Kaynak
Veliler Whatsapp grubuna düşen mesaj...
Bir çanta fotoğrafı ve fiyat bilgisi...
Ardından şunlar yazılmış...
"Selam arkadaşlar, malum bir sonraki ay Öğretmenler Günü.
Şu an bu çanta indirimli fiyatta...
Öğretmenimiz bu tür çantaları çok seviyor.
Günü geldiğinde bir de çiçek alırız.
Ne düşünüyorsunuz?"
***
Eşin dostun aynı konuda bana gönderdikleri başka mesajlara bakıyorum...
Daha bu aydan başlanmış...
"Arkadaşlar, biz düşündük ki, öğretmenimize güzel bir
çay, pasta takımı almak hoş olur. Karar verirseniz,
para toplamak kolay, kimler katılmak ister?"
***
Soruyorum çocuklarını devlet okullarında okutan ahbaplarıma...
Ne oluyoruz yahu, diyorum.
Ohooo, deyip gülüyorlar, buruk biçimde...
"Masraflar zaten özel okul seviyesinde, üstüne bir de bu hediyeler çıkıyor... Zaten geçen yıl bizimkinin öğretmenine
hem yemek takımı hem de kahvaltı takımı aldık sınıf anneleri olarak..."
Neee, diye bağırmışım.
"Sene sonunda da hediye var; yanında pastası, çiçeğiyle...
Gönlümüzden kopuyor, orada problem yok ama artık masraflara yetişmek imkânsız" diyor bir veli: "Zaten
eylül ayı yeni kitap, kırtasiye ve giysi parasıyla tükendi gitti, üstüne bunlar..."

Sağlanan bilgiler

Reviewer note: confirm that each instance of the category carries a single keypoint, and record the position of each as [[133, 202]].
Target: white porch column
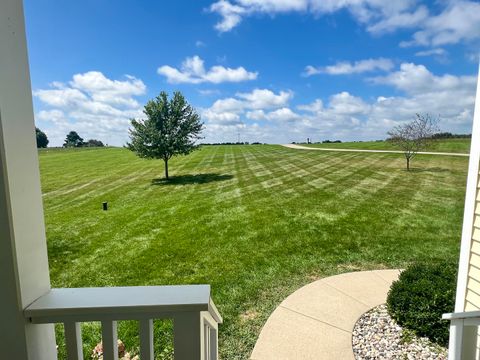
[[23, 253]]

Yapılacak görevler
- 1) Öğretmen hediyeleri üzerine yazının "Ardından şunlar yazılmış..." ifadesinden "de çiçek alırız." ifadesine kadar (bu ifade dahil) olan bölümünü, "indirimli" yerine "kampanyalı" koyarak yeniden yazınız.
- 2) Öğretmen hediyeleri üzerine yazının bir sonraki bölümünü, metnin bittiği yerden sürdürerek tamamlayınız.
Sağlanan materyalin bu çalışmada hiçbir rolü bulunmamaktadır.

Görevlere yanıtlar
- 1)
Ardından şunlar yazılmış...
"Selam arkadaşlar, malum bir sonraki ay Öğretmenler Günü.
Şu an bu çanta kampanyalı fiyatta...
Öğretmenimiz bu tür çantaları çok seviyor.
Günü geldiğinde bir de çiçek alırız.

- 2)
***
Gerçek şu...
Her berbat sistem,
"Aman bir arıza çıkmasın da biz idare ederiz" diyen
belli bir kesimin üzerinde tepiniyor...
Veliler, çocuklarının ortalık yerde rencide olmasını istemiyor elbette, esas sıkıntı orada...
"Babam kızdı, öğretmene hediye falan yok, dedi" veya
"Paramız yok" diyecek çocukların kalplerinde nasıl
fırtınalar kopacak, bunu düşünen kaç kişi
var?
Sınıf anneliği uygulaması kaldırıldı da ne oldu; yerini başka organizasyonlar aldı.
Bozulmuş bir sistemi ittire kaktıra sürdürürken insanlar da bozuluyor...
Sonra yetkililer diyorlar ki:
"Müfredatta yaptığımız iyileştirmelere dikkat edin!"
Güzel ama oraya bakacak hâl kalıyor
mu?
***
Daha yazacak çok şey var...
Tuvaletleri temizlenemediği için idrar kokusundan sınıfta ders yapamayan okullar ve öğrencilerden bahsedeyim mi?
Toparlanalım arkadaşlar, deyip duruyorum, duyuyor musunuz?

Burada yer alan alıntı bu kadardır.